== Supplied data

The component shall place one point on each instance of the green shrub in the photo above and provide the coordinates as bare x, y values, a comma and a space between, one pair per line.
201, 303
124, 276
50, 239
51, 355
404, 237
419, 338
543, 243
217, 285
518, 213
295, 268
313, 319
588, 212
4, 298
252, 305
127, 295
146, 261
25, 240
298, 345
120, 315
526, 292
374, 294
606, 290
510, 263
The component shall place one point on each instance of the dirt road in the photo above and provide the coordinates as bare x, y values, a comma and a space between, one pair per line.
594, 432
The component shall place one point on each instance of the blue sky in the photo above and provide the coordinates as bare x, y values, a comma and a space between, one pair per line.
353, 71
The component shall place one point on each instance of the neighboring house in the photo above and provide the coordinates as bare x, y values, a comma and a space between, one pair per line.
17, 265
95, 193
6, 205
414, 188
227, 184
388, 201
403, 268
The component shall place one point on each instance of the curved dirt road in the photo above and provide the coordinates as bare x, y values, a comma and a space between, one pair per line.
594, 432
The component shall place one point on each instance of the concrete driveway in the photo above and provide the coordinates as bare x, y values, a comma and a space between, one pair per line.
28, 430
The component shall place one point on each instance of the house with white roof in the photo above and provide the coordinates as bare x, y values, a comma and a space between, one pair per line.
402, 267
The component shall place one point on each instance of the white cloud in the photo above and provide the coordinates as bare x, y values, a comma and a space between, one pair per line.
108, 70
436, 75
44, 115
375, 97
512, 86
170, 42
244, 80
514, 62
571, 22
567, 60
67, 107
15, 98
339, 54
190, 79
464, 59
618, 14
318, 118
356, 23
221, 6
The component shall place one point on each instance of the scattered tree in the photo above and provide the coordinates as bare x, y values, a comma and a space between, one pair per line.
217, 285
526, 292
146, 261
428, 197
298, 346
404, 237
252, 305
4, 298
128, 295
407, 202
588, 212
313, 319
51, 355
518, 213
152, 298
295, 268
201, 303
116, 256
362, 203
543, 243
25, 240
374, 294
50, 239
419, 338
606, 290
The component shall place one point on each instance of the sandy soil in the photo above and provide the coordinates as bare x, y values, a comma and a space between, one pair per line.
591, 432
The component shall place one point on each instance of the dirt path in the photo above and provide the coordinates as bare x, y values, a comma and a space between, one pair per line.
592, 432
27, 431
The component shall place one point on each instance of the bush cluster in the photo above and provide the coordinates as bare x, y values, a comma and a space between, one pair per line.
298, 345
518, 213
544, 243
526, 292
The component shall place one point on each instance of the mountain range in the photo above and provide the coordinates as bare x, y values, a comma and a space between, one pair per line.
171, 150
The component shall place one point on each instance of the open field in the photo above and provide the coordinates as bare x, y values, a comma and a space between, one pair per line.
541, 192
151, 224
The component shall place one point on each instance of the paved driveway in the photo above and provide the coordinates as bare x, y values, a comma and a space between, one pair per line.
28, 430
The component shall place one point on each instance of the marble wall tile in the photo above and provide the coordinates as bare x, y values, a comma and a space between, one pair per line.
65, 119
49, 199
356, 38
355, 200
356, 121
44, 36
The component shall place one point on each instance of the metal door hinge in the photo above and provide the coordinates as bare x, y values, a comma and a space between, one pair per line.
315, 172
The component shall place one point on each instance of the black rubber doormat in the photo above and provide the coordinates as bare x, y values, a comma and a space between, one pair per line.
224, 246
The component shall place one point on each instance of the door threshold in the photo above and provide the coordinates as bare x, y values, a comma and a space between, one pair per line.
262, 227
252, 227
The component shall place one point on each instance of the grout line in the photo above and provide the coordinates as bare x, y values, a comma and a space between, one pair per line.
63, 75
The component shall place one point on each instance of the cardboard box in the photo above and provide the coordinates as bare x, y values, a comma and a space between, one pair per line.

====

* Exercise details:
Write down all the entries again without a single difference.

* Written response:
The component shall place one point on each instance of the green shrub in the photo above and provide the coordinates as bare x, y values, a comma and a space between, one pair per line.
201, 303
124, 276
50, 239
51, 355
404, 237
419, 338
543, 243
217, 285
518, 213
295, 268
313, 319
588, 212
4, 298
252, 305
127, 295
146, 261
25, 240
298, 345
120, 315
526, 292
374, 294
606, 290
510, 263
The component shall place one point on each instance of the dirt road in the photo above and provide the coordinates as bare x, y values, a comma and a space between, one pair per line.
594, 432
The component shall place one point on each instance of the blue sky in the photo above and provide the coordinates as bare x, y values, a comma and a space between, one pair per line.
353, 71
The component shall place one point on each instance of the neighboring house in the photo above and provide the coordinates as bare x, y values, a comma and a space between, one pair per line.
17, 265
95, 193
6, 205
414, 188
227, 184
388, 201
403, 268
The component shall place one point on each instance of the curved dirt road in the photo above and provide the coordinates as bare x, y values, a comma and a space between, one pair per line.
594, 432
The component shall place one point on each instance of the concrete driveway in the photo above and provide the coordinates as bare x, y values, a comma and a space between, one pair per line.
28, 430
The component shall place one point on each instance of the house with white roof in the photo above and provide the coordinates as bare x, y values, a comma and a space between, one pair per line.
402, 267
The component shall place one point on each instance of the white cloud in the photo above and provide the coordinates as bare x, y values, a comma and a space between, one pair per line.
108, 70
436, 75
44, 115
375, 97
512, 86
170, 42
244, 80
514, 62
571, 22
567, 60
67, 107
15, 98
339, 54
190, 79
464, 59
618, 14
318, 118
356, 23
221, 6
The component shall place one point on each instance of the scattered tree in the photo above and provide the coordinates as bare x, y values, a comma and a space between, one pair per line.
217, 285
526, 292
146, 261
428, 197
298, 346
404, 237
252, 305
4, 298
128, 295
407, 202
588, 212
313, 319
51, 355
518, 213
152, 298
295, 268
201, 303
116, 256
362, 203
543, 243
25, 240
374, 294
50, 239
419, 338
606, 290
The component shall place one point on each instance of the sandy soil in the photo above and provide the coordinates as bare x, y values, a comma and a space between, one pair per line.
591, 432
The component shall place one point on each instance of the dirt path in the photo above and provide the coordinates as bare x, y values, a comma and a space between, one pair per line.
592, 432
27, 431
The component shall place one point on each instance of the bush cluster in the photo above and provide the coordinates as bare x, y values, a comma and a space between, one pair per line.
298, 345
518, 213
544, 243
526, 292
The component shall place one point on each instance of the mountain range in the photo above and provide the coordinates as bare x, y values, a comma and a space between, one pair per line.
171, 150
The component shall place one point on each instance of the open field in the photo above and provide the coordinates as bare x, y values, a comma and a space between, one pair per line.
541, 192
151, 224
The component shall place one point on each instance of the paved driveway in the photo above and provide the coordinates as bare x, y values, a comma and a space between, one pair per line.
28, 430
The component shall place one point on each instance of the marble wall tile in the photo above and provide the coordinates as bare x, y values, a comma and a space between, one pair per line.
65, 119
49, 199
356, 38
355, 200
356, 121
44, 36
The component shall place one point on each instance of the metal door hinge in the photo above and provide the coordinates as bare x, y values, a comma and a space between, one pair per line.
315, 172
The component shall place one point on each instance of the black rubber doormat in the photo above and provide the coordinates as bare x, y values, a comma and a space between, one pair per line.
224, 246
The component shall place one point on each instance of the door threshold in the photo above and provide the coordinates as bare x, y values, a comma and a space between, one pair per line.
262, 227
252, 227
The component shall place one point on each instance of the grout line in the photo above and provide the coordinates as bare x, y values, a comma and a space between, one pair per line.
63, 75
The component shall place one point on each instance of the cardboard box in the photo above and provide the coordinates as bare x, y values, a comma and a space between, one pair per line.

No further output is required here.